→ EXERCISE INPUTS

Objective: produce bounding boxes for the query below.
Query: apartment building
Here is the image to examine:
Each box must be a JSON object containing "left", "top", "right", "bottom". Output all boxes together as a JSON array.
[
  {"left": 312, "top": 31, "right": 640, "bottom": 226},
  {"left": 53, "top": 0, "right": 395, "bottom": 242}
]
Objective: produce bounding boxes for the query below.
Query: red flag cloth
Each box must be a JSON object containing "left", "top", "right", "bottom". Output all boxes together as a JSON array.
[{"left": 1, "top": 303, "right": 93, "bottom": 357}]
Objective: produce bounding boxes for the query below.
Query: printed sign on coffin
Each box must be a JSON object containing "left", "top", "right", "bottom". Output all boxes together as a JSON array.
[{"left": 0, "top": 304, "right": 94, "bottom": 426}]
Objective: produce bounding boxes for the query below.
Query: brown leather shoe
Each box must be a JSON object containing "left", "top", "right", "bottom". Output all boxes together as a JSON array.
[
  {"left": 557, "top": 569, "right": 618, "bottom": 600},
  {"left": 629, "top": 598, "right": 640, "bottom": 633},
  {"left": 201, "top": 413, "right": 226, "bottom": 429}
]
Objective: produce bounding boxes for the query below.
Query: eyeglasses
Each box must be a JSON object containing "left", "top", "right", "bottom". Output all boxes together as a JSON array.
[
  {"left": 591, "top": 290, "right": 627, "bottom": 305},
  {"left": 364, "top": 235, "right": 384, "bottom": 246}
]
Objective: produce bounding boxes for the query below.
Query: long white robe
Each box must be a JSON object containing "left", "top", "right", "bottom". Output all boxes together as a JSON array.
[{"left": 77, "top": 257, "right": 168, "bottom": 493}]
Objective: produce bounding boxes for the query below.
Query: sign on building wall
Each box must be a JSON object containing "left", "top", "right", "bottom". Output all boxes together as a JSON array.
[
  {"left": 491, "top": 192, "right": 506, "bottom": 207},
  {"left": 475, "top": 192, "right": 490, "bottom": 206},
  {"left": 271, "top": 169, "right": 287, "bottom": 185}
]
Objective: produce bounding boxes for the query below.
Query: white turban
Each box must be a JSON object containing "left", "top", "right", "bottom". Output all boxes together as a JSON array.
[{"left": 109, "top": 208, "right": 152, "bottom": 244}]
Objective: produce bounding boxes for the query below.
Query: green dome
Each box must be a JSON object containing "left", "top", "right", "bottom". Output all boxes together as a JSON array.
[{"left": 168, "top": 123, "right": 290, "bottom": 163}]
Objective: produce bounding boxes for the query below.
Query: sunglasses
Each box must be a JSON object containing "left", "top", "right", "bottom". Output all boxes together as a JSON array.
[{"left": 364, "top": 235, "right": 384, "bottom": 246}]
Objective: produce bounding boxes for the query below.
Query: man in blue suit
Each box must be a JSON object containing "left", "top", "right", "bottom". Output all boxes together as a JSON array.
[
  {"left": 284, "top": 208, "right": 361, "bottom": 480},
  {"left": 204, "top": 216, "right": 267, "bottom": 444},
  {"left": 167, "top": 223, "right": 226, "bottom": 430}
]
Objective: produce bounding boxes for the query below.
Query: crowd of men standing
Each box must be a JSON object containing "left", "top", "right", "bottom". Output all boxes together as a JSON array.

→ WHAT THIS TASK INVOLVES
The lines from the start of the entries above through the line containing "Query: red flag cloth" are the ones to return, please; copy them exactly and include both ends.

→ SOLUTION
Objective: produce bounding boxes for the query below.
Query: apartment building
Here is the image to examine:
Each box must be a JSON object containing "left", "top", "right", "bottom". Output all boxes together as a JSON array.
[
  {"left": 312, "top": 31, "right": 640, "bottom": 226},
  {"left": 53, "top": 0, "right": 395, "bottom": 242}
]
Objective: produce bounding boxes for the query below.
Query: red flag cloth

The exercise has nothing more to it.